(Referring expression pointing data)
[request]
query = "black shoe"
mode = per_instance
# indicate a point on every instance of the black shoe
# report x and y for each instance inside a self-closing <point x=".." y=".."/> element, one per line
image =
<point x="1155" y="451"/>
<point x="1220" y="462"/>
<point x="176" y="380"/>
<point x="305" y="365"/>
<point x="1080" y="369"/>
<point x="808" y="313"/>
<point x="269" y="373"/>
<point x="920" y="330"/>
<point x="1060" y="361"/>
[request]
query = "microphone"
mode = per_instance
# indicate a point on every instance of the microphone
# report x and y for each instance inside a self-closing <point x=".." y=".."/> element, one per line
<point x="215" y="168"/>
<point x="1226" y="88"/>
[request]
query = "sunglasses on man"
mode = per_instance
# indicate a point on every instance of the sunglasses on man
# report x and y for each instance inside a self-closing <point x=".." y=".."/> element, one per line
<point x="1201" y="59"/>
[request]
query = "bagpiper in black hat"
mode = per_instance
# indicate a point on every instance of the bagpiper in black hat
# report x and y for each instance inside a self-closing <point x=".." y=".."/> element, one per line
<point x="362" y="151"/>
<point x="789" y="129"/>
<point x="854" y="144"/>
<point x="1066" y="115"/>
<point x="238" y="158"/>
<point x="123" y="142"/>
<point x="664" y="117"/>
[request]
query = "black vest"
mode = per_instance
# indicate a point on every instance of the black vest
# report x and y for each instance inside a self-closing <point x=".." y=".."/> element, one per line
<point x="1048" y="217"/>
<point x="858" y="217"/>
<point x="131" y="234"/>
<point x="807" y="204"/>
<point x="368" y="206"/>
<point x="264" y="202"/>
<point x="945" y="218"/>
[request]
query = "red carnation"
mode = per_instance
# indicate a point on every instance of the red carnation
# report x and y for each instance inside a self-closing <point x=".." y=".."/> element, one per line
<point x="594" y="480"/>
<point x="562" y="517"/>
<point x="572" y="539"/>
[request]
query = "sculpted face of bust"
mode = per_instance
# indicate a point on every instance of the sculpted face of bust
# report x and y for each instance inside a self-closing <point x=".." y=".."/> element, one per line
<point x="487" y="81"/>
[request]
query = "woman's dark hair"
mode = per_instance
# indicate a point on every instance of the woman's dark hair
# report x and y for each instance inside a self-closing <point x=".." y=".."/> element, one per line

◆ Assignment: A word-for-word copy of all the entries above is required.

◆ Solution for this task:
[request]
query = "black shoe"
mode = per_instance
# indicate a point on every instance of the black shoe
# report x and y for each instance inside a self-closing <point x=".." y=".."/> element, one per line
image =
<point x="1155" y="451"/>
<point x="1220" y="462"/>
<point x="176" y="380"/>
<point x="305" y="365"/>
<point x="1080" y="369"/>
<point x="808" y="313"/>
<point x="269" y="373"/>
<point x="920" y="330"/>
<point x="1060" y="361"/>
[request]
query = "microphone"
mode = per_instance
# indicate a point on every instance of the microphone
# report x and y for each instance inside a self-closing <point x=".." y=".."/> element, one per line
<point x="215" y="168"/>
<point x="1226" y="88"/>
[request]
query = "sunglasses on man"
mode = per_instance
# indicate a point on every instance of the sunglasses on man
# report x and y for each instance inside a self-closing <point x=".." y=".."/> element, one per line
<point x="1201" y="59"/>
[request]
query = "bagpiper in black hat"
mode = per_instance
# indicate a point on every instance of the bagpiper in black hat
# report x and y for each instance inside a self-closing <point x=".." y=".."/> element, one per line
<point x="362" y="151"/>
<point x="789" y="129"/>
<point x="854" y="144"/>
<point x="1066" y="115"/>
<point x="238" y="158"/>
<point x="123" y="142"/>
<point x="664" y="117"/>
[request]
query = "black vest"
mode = per_instance
# indicate a point on every instance of the black vest
# report x and y for each instance inside a self-closing <point x=".." y=".."/> element, one per line
<point x="1048" y="217"/>
<point x="858" y="217"/>
<point x="131" y="234"/>
<point x="807" y="204"/>
<point x="368" y="206"/>
<point x="264" y="202"/>
<point x="945" y="218"/>
[request]
query = "red carnation"
mode = per_instance
# indicate a point on every instance of the red carnation
# report x and y for each instance inside a self-closing <point x=".." y=".."/> element, one per line
<point x="594" y="480"/>
<point x="562" y="517"/>
<point x="572" y="539"/>
[request]
query = "sculpted face of bust"
mode = per_instance
# indicate a point on every instance of the sculpted face of bust
# report x and y for each instance inside a self-closing <point x=".." y=".."/> element, one per line
<point x="487" y="81"/>
[request]
query = "woman's dark hair"
mode = per_instance
# indicate a point on every instance of the woman's dark hair
# report x and y for each instance inside a self-closing <point x=".." y=".."/> element, one per line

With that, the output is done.